Return the stretch from the line with "foliage, given as one point per instance." through the line with "Target: blue sea water" in the data below, character for character, skipping all pictures.

BEGIN ENTRIES PROVIDED

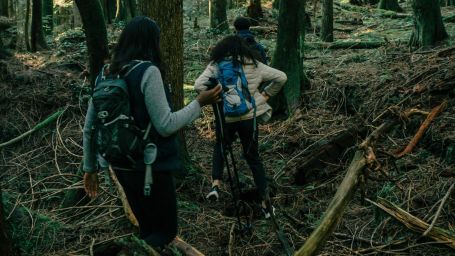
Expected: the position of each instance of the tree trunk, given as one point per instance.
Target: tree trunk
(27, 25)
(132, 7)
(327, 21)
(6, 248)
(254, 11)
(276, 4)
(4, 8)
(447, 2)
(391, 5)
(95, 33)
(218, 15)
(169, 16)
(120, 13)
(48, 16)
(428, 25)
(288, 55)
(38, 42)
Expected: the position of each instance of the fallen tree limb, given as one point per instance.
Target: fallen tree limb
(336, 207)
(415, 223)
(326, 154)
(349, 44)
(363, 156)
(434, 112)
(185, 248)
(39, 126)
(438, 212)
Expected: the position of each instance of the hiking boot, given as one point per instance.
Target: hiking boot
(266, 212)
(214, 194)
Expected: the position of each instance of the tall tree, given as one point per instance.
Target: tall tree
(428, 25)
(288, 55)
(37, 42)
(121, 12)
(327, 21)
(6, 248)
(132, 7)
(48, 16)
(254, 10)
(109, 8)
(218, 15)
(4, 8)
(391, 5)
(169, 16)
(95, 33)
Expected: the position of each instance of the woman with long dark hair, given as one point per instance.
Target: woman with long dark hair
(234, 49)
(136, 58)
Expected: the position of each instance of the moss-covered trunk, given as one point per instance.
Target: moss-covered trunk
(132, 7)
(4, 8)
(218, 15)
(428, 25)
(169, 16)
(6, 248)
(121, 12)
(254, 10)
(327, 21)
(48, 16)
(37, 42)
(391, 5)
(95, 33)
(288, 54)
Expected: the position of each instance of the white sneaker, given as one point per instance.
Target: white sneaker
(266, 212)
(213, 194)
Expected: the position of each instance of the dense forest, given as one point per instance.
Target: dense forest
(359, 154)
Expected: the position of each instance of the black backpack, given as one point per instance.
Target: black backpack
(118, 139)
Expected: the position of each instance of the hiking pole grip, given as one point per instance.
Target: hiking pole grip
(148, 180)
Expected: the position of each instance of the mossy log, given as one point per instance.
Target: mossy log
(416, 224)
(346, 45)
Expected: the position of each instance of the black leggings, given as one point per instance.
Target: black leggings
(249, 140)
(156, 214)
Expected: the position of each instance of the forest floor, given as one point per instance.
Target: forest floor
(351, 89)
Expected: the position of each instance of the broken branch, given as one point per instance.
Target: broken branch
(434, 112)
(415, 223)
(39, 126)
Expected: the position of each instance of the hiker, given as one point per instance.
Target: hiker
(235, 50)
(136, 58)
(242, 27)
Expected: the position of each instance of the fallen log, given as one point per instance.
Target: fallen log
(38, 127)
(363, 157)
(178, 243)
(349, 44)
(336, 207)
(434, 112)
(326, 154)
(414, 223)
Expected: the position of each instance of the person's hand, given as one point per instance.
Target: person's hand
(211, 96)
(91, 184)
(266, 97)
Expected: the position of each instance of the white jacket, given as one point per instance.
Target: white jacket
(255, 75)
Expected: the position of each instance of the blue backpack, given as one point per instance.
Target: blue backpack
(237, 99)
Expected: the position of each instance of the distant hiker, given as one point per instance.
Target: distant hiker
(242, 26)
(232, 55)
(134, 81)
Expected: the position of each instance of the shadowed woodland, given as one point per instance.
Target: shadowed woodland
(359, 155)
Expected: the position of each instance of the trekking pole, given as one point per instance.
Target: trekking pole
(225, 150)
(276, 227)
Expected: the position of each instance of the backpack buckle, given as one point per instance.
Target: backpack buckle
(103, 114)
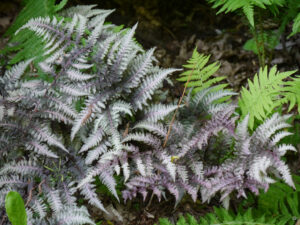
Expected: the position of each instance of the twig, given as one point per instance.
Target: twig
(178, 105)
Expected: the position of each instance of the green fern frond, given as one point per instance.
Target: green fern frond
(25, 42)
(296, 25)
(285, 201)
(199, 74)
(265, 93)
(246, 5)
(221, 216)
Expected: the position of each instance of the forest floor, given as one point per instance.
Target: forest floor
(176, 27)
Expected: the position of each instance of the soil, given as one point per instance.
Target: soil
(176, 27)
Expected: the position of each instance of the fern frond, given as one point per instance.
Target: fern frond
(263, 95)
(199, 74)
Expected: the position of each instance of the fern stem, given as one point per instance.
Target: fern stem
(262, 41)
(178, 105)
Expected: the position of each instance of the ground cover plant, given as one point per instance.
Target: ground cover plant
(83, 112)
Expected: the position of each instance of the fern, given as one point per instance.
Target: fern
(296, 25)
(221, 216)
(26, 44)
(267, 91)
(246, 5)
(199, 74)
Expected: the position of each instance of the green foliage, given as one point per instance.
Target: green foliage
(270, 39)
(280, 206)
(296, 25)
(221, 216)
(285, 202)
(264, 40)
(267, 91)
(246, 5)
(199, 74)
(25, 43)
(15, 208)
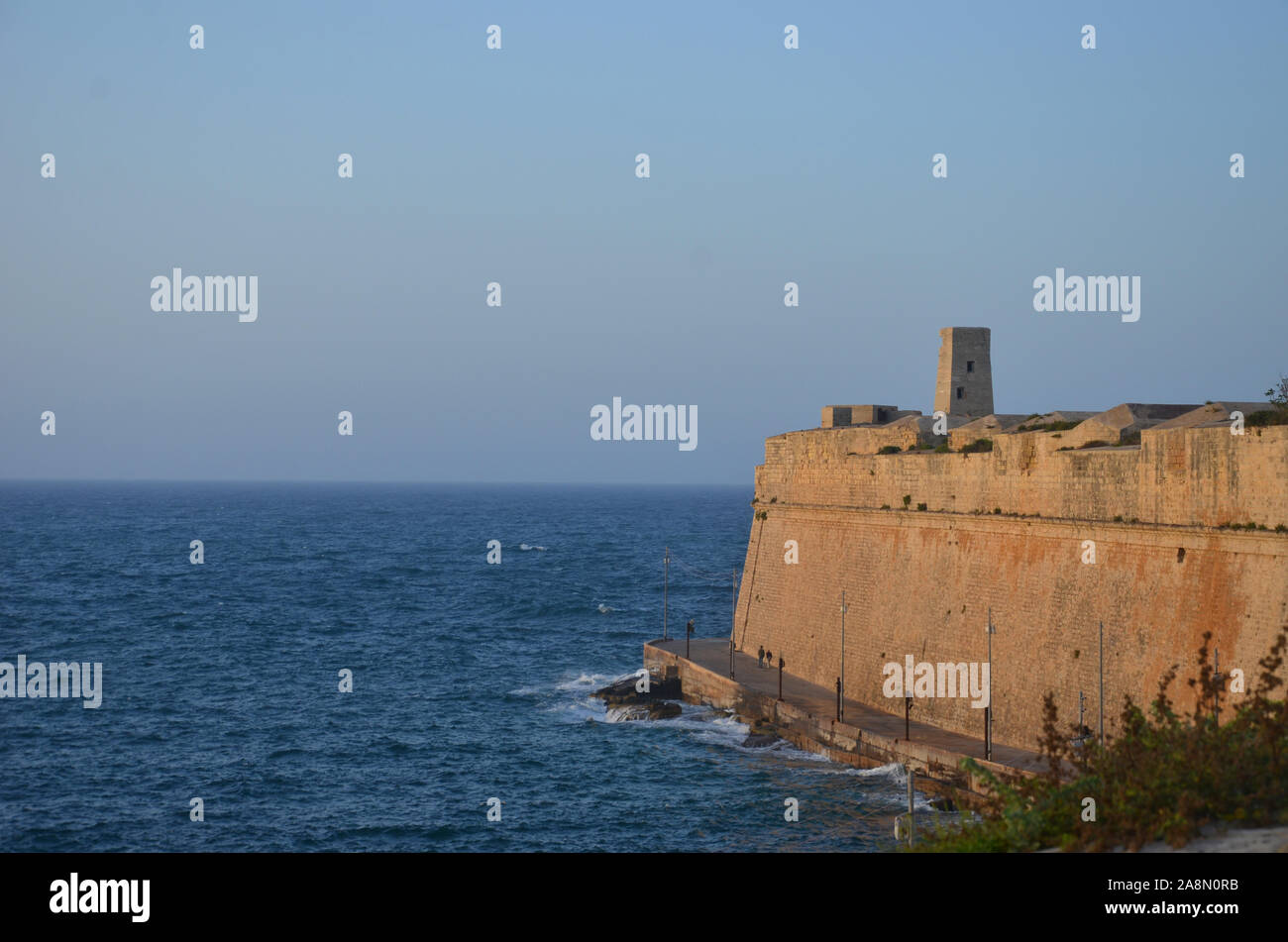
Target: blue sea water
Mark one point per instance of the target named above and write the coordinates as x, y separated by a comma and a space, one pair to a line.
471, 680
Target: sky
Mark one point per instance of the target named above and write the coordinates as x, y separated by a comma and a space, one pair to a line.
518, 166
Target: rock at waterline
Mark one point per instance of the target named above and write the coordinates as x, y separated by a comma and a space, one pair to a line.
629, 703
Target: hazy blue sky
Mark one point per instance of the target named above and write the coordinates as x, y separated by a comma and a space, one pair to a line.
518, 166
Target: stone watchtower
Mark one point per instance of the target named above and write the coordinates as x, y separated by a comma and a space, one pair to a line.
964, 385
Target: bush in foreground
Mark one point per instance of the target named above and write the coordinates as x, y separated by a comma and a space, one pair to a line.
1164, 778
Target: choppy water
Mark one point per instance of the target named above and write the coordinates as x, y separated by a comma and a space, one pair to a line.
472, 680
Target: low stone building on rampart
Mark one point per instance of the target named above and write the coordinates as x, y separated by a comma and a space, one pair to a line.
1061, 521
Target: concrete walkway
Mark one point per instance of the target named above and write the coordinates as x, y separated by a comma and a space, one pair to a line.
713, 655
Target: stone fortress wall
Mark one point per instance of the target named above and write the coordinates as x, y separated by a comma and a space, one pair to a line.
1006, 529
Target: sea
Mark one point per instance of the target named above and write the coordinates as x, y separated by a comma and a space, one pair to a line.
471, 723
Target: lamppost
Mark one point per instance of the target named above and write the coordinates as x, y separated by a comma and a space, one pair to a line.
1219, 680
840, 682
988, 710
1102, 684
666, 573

END ENTRIES PROVIDED
BEGIN ENTRIES PROVIDED

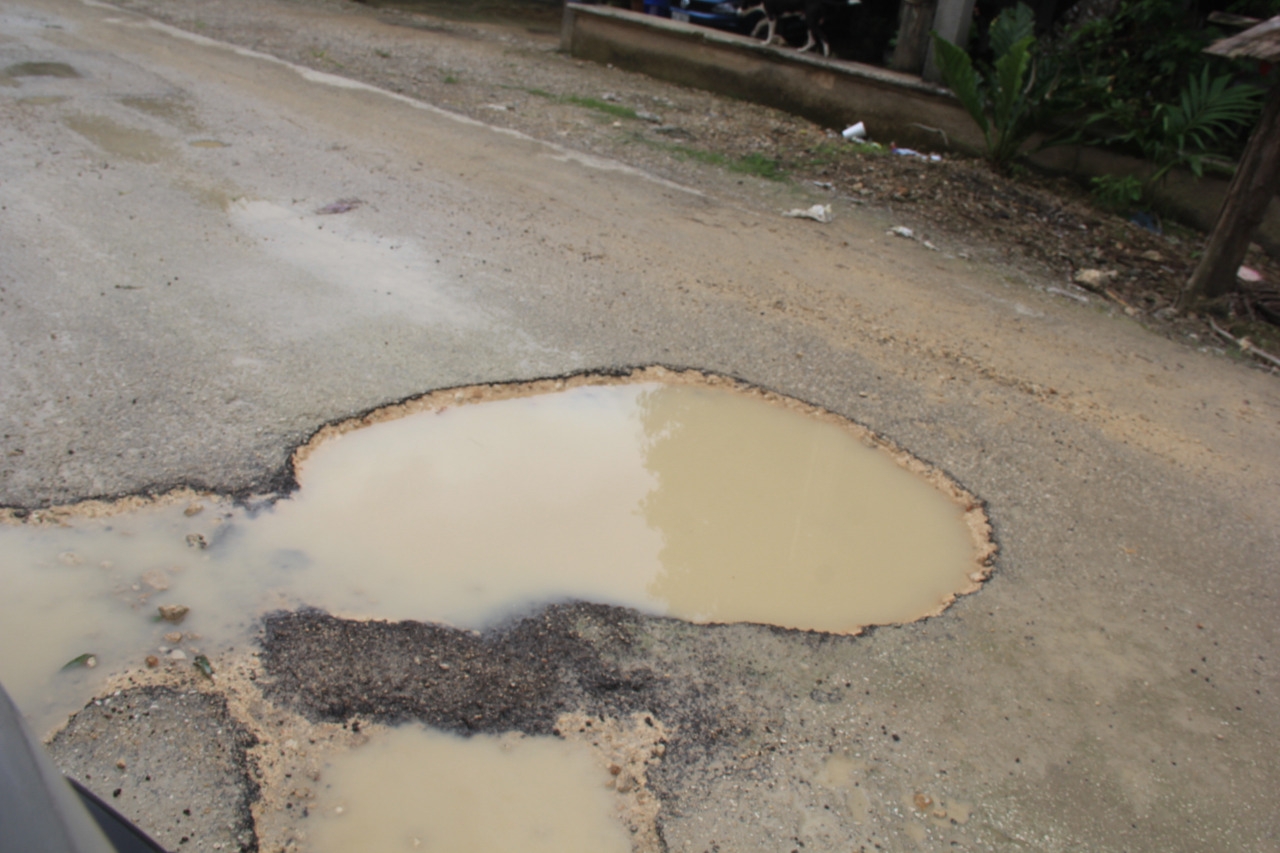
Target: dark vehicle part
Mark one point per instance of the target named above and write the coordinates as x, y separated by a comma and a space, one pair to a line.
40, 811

END ENTRIES PROVIDED
BEGIN ENTRIES PROVIDED

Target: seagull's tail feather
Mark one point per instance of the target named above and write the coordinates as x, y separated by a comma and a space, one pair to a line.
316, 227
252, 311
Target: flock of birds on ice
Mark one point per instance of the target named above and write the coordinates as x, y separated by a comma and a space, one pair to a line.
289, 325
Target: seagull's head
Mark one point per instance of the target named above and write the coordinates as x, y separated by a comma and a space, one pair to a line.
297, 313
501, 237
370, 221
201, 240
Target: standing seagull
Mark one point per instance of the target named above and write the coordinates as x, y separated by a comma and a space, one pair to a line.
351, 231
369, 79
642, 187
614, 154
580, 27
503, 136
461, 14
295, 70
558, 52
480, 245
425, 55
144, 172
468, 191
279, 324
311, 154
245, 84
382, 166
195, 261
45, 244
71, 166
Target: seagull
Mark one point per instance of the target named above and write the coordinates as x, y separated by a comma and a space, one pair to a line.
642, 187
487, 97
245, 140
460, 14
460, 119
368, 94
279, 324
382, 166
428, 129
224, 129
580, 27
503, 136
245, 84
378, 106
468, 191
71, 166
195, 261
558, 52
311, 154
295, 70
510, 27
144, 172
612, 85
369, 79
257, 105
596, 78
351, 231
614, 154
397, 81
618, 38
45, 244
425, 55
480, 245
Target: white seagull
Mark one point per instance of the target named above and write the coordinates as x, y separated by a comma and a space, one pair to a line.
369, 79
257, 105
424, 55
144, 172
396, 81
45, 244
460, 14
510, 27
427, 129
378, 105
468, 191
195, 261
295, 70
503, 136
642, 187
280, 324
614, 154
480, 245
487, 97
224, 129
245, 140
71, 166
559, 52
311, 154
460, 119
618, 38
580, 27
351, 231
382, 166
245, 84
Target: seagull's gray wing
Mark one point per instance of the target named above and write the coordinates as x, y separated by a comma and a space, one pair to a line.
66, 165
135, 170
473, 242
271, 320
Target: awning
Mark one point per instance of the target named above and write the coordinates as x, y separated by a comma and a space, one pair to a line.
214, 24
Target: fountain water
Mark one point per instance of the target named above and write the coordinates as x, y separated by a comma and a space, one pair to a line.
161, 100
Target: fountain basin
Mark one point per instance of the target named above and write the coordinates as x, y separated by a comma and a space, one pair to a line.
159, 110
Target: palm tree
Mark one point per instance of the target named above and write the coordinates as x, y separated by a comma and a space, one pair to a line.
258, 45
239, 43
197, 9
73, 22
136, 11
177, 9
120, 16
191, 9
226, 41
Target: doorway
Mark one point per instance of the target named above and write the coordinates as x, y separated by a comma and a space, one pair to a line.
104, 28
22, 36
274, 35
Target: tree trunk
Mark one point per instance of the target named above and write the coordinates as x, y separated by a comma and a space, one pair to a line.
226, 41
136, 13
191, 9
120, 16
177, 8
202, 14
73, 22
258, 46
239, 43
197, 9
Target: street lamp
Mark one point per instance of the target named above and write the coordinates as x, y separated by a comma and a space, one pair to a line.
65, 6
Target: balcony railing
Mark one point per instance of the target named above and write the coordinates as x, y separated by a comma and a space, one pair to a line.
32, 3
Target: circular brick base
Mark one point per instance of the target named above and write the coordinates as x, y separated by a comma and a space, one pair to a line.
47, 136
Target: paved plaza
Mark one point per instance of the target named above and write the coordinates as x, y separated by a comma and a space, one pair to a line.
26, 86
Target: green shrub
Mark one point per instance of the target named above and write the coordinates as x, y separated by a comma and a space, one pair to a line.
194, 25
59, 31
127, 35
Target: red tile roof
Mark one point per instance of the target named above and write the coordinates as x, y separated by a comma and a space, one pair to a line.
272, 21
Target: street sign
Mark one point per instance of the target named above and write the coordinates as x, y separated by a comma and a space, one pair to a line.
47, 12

END ENTRIES PROVIDED

__YOUR SOLUTION__
Expected: the position of each instance of the green foliage, given as one point per instance.
Target: green foliage
(270, 39)
(280, 206)
(296, 25)
(221, 216)
(285, 202)
(264, 40)
(267, 91)
(246, 5)
(199, 74)
(25, 43)
(15, 208)
Target: blue sea water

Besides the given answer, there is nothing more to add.